短い課題 A:
提示された文章について、次の問いに答えてください。
(i) 筆者の目にとまった永六輔さんの記事は、いつのどの紙面に載ったものですか。
(ii) そのころ社会問題になっていたのは何ですか。
(iii) 永六輔さんのお母さんは、どのような状態で亡くなりましたか。

かかりつけのお坊さん 奮闘編

転勤も定年もリストラもない、失うものは何もない最強な坊主が日頃の“感謝”を言葉にこめて、日常を綴ります。

ヒトは亡くなってもヒトである

2011-11-27 09:12:16 | 如是我聞
ファイルノートをパラパラめくっていたら、

永六輔さんの書かれた記事に目がとまった。

1993年3月の某新聞の夕刊だ。

指を折ってみる。

「何年前だ?」


ちょうどそのころ、「脳死」とか「臓器移植」が、ちょっとした

社会問題になっていた時だ。


そんなとき、永六輔さんのお母さんが、脳死状態のまま、

呼吸が止まって亡くなられたのだ。

永六輔さんはそのとき、<臓器移植>のことが気になったと

書いておられる。


もし母が、ドナーカードにサインしていても、

僕は絶対に同意しない、と。

短い課題 B: 行データのうち、「Practice step: pick out every instance of the portable」を含む行から行データの最後までを、「gray shorts」を「navy shorts」に置き換えて書き直してください。最初と最後の行も含め、ほかは一切変えないでください。

データ一覧:

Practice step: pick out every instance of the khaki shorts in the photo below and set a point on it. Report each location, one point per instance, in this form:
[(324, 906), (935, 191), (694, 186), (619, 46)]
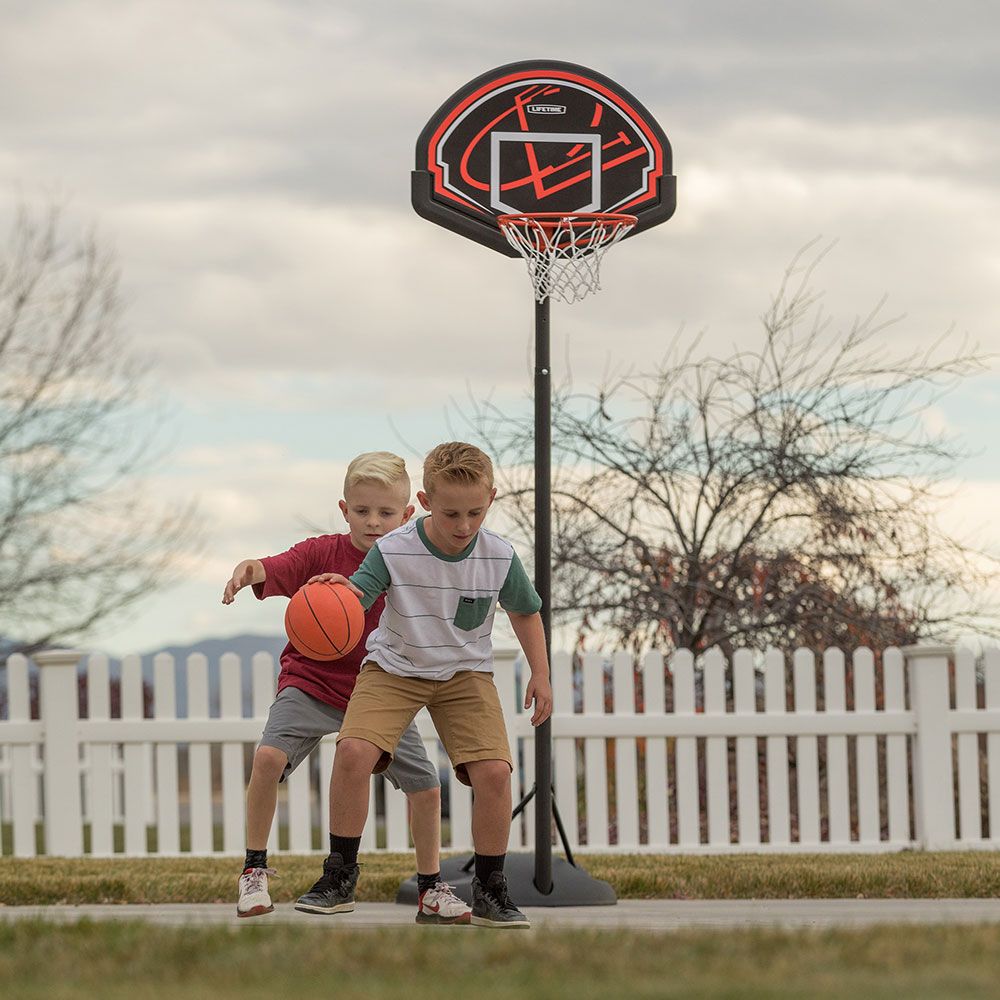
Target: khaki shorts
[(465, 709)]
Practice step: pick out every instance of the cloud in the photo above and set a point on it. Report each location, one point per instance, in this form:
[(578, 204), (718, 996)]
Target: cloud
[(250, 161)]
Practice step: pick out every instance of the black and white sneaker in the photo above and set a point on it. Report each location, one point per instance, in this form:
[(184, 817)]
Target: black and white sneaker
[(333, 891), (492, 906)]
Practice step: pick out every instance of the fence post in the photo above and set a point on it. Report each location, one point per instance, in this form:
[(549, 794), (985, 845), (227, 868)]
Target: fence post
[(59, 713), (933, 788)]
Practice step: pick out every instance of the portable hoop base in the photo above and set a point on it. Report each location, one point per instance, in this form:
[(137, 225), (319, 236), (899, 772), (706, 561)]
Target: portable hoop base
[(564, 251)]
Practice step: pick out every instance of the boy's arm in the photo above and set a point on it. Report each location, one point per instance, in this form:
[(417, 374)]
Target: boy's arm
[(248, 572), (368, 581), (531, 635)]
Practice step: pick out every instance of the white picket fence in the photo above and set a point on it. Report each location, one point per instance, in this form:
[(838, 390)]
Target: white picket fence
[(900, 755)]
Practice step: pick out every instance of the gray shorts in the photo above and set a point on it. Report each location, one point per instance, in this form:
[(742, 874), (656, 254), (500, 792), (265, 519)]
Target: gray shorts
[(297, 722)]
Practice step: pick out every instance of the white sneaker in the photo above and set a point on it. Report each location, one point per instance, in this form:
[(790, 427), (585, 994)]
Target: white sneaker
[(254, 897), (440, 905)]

課題の解答 A:
(i) 1993年3月の某新聞の夕刊です。
(ii) 「脳死」や「臓器移植」です。
(iii) 脳死状態のまま、呼吸が止まって亡くなりました。

課題の解答 B:
Practice step: pick out every instance of the portable hoop base in the photo above and set a point on it. Report each location, one point per instance, in this form:
[(137, 225), (319, 236), (899, 772), (706, 561)]
Target: portable hoop base
[(564, 251)]
Practice step: pick out every instance of the boy's arm in the photo above and set a point on it. Report each location, one point per instance, in this form:
[(417, 374)]
Target: boy's arm
[(248, 572), (368, 581), (531, 635)]
Practice step: pick out every instance of the white picket fence in the photo above and set a point on it. Report each location, one point per instance, in this form:
[(838, 390)]
Target: white picket fence
[(900, 755)]
Practice step: pick out every instance of the navy shorts in the photo above and set a point on it. Report each location, one point per instance, in this form:
[(742, 874), (656, 254), (500, 792), (265, 519)]
Target: navy shorts
[(297, 722)]
Practice step: pick out every instance of the white sneaker in the photo above and set a point on it. Report each location, one point per instance, in this form:
[(790, 427), (585, 994)]
Target: white sneaker
[(254, 897), (440, 905)]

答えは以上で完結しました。